THAT SINKING FEELING The Titanic & Its Musicians (and Ian Whitcomb…)

With the
James Cameron blockbuster back in theatres – in 3D, no less – we revisit tunes
from the doomed voyage, as performed by the band that played on.

 

BY GILLIAN G. GAAR 

 

One hundred years ago this month, the RMS Titanic, which set sail on its
maiden voyage from Southampton,
England on April 10, 1912, bound for New York City, struck an iceberg on April
14 and sank just over two and a half hours later. 1500 people died due to there
not being enough lifeboats for everyone on board. The large loss of life, the
famous personalities on board (millionaire John Jacob Astor IV, owner of New
York’s Astoria Hotel; Isidor Straus, the co-owner of Macy’s; the colorful
activist Margaret Brown, later immortalized as “The Unsinkable Molly Brown”), the
claim that the biggest ship in the world was deemed “practically unsinkable,”
and the poignant twist of the luxurious ocean liner sinking on its very first
trip meant that the Titanic passed
into legend the moment her stern sank beneath the waters. The event gripped the
public imagination, providing fodder for endless sermons and editorials as
people sought to twist meaning out of the event to suit their own purposes. Was
the wreck due to a base desire for “speed and greed” over more charitable
values? Was the order to board “women and children first” in the lifeboats an
example of chivalry or harsh lesson about the “natural order” of society (meaning
women shouldn’t trouble themselves over getting the right to vote)? Had man
been brought to heel because of his arrogance toward nature and/or God? There
was no end to the supposed meaning that could be read into the sinking. As a memorable
headline in The Onion put it in a
story about the ill-fated liner, “World’s Largest Metaphor Hits Iceberg.”

*Exercise:*
Reproduce the Titanic article from "THAT SINKING FEELING" up to and including "that played on.".

*Excerpted records:*

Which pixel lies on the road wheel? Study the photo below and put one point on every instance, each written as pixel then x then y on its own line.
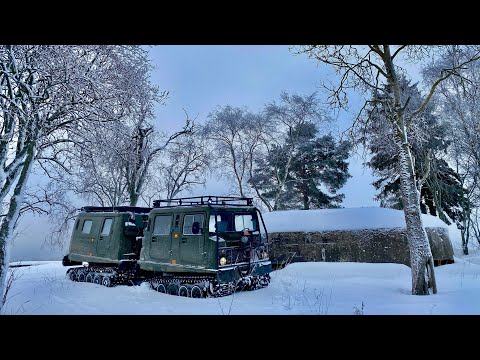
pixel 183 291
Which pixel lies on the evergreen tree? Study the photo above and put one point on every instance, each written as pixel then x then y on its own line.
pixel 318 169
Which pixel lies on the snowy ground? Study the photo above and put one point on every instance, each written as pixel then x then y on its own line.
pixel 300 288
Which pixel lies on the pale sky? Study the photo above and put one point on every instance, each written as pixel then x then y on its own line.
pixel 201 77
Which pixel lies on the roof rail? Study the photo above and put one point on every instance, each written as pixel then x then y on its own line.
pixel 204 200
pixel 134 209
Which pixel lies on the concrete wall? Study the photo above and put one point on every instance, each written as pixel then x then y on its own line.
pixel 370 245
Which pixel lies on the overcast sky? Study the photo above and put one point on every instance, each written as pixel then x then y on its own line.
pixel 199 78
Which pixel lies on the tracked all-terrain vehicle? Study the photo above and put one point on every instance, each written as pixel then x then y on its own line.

...

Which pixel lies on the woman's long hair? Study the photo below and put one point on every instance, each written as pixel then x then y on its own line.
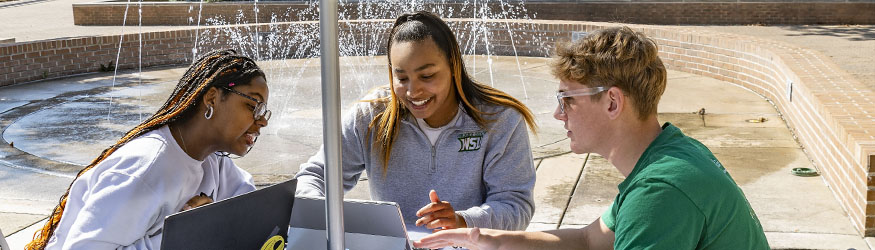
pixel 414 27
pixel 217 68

*Solved problem:*
THAT SINKING FEELING The Titanic & Its Musicians (and Ian Whitcomb…)

With the
James Cameron blockbuster back in theatres – in 3D, no less – we revisit tunes
from the doomed voyage, as performed by the band that played on.